Annotated photo localization data:
+ + + + + + +

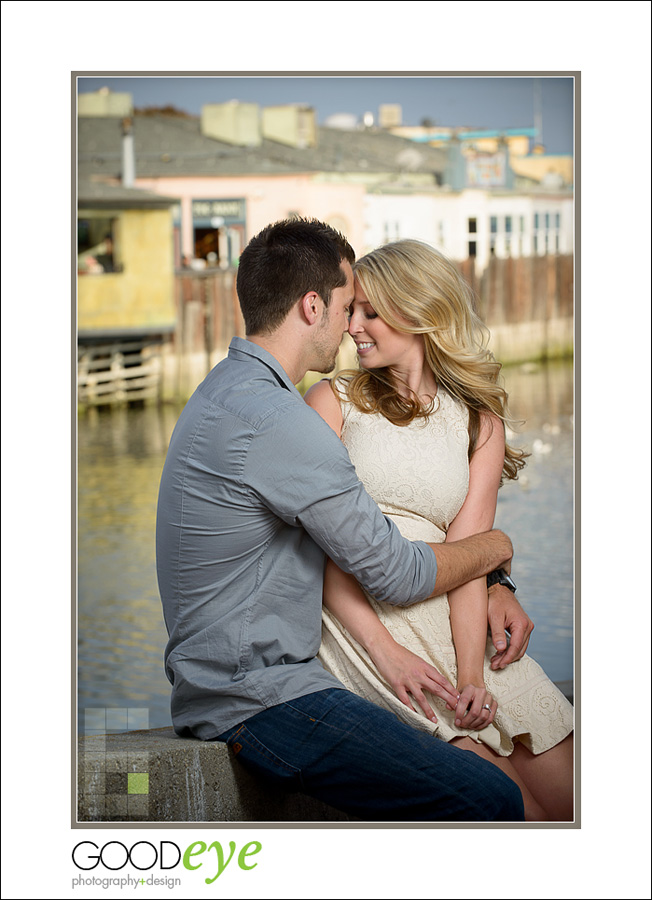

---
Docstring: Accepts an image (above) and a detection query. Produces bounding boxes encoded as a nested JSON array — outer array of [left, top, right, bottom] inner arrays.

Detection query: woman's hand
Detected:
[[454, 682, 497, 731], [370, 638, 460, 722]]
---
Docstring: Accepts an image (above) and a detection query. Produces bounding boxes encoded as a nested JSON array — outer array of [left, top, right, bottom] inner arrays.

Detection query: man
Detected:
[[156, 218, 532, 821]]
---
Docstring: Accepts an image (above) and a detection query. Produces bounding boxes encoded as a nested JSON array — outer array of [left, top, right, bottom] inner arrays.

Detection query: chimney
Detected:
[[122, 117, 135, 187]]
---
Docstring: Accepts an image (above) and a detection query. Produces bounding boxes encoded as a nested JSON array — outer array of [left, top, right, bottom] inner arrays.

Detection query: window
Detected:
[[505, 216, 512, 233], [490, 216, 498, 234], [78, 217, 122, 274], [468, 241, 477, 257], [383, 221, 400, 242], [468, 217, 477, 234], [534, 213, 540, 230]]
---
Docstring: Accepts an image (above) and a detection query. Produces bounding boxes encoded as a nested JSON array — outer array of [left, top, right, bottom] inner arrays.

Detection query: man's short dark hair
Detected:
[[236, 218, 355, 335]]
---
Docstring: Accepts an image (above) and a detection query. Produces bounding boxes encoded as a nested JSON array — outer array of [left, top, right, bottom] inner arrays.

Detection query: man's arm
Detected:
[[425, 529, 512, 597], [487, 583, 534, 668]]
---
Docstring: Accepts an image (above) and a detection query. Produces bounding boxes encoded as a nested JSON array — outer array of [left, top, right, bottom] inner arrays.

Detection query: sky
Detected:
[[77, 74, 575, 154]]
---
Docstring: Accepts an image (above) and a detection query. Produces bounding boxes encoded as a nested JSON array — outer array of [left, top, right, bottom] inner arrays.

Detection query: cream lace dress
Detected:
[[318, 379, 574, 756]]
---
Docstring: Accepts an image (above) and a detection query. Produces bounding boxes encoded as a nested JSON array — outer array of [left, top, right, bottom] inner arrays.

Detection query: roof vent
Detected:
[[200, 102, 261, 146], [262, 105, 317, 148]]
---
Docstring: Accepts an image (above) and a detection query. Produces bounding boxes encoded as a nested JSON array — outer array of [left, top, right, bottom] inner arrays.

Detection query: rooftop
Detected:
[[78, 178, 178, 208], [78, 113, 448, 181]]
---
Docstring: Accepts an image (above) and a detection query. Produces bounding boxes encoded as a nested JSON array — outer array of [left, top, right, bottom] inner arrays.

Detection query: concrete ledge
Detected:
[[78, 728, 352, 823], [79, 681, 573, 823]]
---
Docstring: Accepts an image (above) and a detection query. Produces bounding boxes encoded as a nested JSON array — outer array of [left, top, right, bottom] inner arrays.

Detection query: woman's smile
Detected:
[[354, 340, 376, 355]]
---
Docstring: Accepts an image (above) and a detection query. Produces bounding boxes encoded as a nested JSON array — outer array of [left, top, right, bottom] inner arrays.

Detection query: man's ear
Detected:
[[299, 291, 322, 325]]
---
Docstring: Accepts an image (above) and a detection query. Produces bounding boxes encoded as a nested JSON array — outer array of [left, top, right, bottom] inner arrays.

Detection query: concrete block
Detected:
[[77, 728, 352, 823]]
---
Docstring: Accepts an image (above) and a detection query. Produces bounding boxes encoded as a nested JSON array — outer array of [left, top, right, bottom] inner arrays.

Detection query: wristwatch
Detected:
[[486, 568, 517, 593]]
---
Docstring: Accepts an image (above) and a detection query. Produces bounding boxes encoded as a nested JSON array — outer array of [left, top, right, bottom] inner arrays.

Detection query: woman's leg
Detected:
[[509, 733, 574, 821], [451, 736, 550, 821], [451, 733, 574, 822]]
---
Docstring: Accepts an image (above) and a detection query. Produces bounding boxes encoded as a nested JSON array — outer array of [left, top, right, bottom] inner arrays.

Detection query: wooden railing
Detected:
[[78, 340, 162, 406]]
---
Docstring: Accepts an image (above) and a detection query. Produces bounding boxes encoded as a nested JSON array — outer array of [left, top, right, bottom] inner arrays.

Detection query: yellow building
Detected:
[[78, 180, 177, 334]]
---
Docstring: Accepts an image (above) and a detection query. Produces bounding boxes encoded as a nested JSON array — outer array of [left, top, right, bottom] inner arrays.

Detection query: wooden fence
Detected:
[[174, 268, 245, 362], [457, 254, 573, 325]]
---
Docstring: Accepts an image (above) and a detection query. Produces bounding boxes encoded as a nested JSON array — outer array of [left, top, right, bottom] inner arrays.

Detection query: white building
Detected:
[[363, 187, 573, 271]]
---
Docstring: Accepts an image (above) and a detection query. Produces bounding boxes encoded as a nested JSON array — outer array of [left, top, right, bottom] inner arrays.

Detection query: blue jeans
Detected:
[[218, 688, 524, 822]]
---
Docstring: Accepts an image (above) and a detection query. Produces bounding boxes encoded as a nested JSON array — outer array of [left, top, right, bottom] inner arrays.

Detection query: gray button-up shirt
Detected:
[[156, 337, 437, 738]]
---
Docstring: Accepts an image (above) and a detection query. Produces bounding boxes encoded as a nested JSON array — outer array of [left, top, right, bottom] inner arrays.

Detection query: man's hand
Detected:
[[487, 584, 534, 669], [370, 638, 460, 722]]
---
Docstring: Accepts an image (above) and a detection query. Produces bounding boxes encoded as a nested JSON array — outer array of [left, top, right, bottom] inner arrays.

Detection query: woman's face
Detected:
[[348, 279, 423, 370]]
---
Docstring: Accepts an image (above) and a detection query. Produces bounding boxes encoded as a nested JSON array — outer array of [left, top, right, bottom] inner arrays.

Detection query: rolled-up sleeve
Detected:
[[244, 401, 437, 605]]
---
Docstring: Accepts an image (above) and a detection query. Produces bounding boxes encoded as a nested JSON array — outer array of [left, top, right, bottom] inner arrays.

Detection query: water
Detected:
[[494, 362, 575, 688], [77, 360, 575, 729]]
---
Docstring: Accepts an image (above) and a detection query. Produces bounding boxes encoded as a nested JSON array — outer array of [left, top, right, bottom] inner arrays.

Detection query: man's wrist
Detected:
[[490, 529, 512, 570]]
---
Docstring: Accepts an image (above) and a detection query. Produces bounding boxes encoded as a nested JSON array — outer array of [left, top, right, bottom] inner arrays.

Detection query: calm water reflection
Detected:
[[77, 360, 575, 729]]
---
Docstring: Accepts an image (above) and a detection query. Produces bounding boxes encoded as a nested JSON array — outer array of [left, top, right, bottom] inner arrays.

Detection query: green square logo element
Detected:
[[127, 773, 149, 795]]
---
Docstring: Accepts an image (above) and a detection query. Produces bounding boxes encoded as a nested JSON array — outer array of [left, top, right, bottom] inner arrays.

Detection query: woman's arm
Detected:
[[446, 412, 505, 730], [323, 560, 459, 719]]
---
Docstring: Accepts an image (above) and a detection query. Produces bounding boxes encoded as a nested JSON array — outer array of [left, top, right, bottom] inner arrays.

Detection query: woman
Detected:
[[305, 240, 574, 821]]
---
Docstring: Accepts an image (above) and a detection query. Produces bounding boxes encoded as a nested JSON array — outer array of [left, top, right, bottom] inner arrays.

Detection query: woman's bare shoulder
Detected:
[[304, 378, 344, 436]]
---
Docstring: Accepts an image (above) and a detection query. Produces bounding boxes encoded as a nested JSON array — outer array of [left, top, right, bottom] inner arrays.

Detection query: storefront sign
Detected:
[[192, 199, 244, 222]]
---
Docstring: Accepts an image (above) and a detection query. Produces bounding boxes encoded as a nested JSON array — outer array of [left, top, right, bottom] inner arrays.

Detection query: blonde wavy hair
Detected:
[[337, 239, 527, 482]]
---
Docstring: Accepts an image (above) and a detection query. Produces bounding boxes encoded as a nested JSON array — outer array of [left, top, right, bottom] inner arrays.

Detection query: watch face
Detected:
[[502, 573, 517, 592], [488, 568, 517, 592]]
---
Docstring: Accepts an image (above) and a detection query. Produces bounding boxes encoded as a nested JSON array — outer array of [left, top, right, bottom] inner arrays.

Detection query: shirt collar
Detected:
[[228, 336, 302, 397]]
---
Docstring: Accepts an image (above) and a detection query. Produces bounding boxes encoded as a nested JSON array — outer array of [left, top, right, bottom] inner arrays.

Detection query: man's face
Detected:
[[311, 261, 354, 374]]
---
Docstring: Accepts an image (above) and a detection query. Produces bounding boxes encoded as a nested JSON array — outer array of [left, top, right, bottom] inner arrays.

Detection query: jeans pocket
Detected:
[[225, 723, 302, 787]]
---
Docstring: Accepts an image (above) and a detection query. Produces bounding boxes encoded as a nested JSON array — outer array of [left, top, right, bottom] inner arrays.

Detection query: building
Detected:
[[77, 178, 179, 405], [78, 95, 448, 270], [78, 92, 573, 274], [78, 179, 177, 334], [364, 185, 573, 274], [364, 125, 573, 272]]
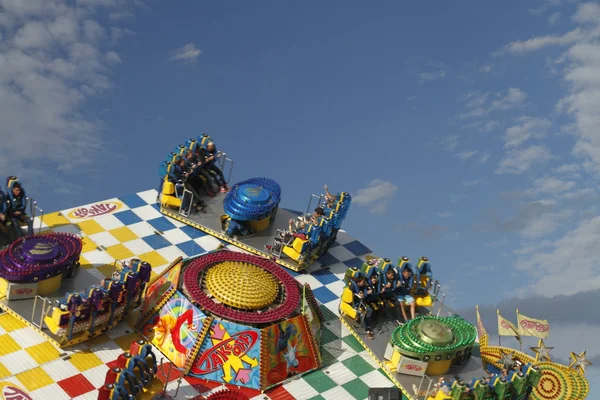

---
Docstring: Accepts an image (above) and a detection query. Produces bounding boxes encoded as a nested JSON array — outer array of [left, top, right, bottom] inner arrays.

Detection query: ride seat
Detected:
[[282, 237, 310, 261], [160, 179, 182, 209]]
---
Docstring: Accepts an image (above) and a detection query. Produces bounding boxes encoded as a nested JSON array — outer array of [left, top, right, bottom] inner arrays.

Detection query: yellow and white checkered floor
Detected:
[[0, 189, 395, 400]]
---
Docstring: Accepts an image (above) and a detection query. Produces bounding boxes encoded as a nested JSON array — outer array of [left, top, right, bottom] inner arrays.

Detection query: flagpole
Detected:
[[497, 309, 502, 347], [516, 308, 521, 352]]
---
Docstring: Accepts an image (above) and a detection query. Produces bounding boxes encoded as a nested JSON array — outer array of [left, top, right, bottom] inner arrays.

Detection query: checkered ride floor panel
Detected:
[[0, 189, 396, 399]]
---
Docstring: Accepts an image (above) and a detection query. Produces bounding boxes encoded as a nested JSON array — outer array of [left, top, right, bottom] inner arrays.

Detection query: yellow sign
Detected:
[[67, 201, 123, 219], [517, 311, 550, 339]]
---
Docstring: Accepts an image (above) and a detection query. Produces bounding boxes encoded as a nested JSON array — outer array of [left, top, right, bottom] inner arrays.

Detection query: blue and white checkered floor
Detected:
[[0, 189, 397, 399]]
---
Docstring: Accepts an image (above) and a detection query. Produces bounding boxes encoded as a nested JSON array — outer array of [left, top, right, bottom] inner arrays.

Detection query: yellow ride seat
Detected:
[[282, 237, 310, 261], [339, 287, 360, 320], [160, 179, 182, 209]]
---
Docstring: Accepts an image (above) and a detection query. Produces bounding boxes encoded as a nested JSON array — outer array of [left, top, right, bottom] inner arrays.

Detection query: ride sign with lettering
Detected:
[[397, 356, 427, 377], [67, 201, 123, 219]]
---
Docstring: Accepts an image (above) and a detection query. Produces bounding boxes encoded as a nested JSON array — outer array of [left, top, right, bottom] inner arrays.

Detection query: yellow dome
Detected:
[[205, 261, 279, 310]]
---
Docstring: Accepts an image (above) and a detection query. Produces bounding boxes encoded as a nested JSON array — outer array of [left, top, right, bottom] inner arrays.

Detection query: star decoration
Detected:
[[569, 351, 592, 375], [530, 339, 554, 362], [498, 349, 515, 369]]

+ + + + + + +

• _Activity_
The word "white" may appear in several lines of the data; copy every line where it does.

• _Task result_
Detection query: white building
Detection query: yellow and white checkered floor
Detection query: blue and white checkered floor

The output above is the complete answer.